- EXERCISE REQUIREMENTS
**a.** In the abstract on protein S1, why could comparing the cryo-electron microscopic map with the x-ray crystallographic structure of the 30S subunit reveal where S1 is located? Answer in one to three sentences.
**b.** Answer these questions on the abstract about protein S1:
(i) Which bacterium's ribosome was the cryo-electron microscopic map made from?
(ii) How many holes does S1 have in its central portion?
(iii) Which domain of S1 penetrates into the head of the 30S subunit?

- GIVEN TEXT
━━━━━━━━━━

Visualization of protein S1 within the 30S ribosomal subunit and its interaction with messenger RNA

Abstract

S1 is the largest ribosomal protein, present in the small subunit of the bacterial ribosome. It has a pivotal role in stabilizing the mRNA on the ribosome. Thus far, S1 has eluded structural determination. We have identified the S1 protein mass in the cryo-electron microscopic map of the Escherichia coli ribosome by comparing the map with a recent x-ray crystallographic structure of the 30S subunit, which lacks S1. According to our finding, S1 is located at the junction of head, platform, and main body of the 30S subunit, thus explaining all existing biochemical and crosslinking data. Protein S1 as identified in our map has a complex, elongated shape with two holes in its central portion. The N-terminal domain, forming one of the extensions, penetrates into the head of the 30S subunit. Evidence for direct interaction of S1 with 11 nucleotides of the mRNA, immediately upstream of the Shine-Dalgarno sequence, explains the protein's role in the recognition of the 5' region of mRNA.

━━━━━━━━━━

Point-per-instance localization data:

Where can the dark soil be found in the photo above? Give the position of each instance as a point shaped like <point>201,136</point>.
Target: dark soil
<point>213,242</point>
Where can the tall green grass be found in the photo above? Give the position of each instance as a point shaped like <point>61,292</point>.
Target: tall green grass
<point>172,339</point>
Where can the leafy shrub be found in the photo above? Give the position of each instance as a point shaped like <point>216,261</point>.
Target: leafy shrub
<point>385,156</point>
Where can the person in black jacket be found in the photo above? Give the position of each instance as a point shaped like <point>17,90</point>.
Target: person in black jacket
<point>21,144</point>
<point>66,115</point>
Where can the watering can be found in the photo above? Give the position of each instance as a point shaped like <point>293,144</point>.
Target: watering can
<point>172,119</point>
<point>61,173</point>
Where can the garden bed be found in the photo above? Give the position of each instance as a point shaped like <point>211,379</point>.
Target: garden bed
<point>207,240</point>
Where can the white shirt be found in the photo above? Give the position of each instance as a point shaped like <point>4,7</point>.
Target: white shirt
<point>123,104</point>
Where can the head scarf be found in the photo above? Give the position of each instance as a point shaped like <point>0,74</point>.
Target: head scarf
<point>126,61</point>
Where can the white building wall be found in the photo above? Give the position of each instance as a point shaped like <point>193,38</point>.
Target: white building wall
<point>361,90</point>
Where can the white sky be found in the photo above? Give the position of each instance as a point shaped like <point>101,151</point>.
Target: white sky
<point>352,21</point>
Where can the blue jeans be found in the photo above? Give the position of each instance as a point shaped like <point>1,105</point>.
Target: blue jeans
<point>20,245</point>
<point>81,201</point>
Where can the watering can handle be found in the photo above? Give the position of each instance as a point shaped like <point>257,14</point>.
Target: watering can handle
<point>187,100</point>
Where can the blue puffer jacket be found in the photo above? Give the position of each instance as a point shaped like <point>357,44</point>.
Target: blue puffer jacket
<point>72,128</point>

━━━━━━━━━━

- ANSWER SECTION
**a.** The x-ray crystallographic structure of the 30S subunit lacks S1, while the cryo-electron microscopic map of the Escherichia coli ribosome includes it. Comparing the two therefore let the S1 protein mass be identified in the map.

**b.**
(i) Escherichia coli
(ii) Two
(iii) The N-terminal domain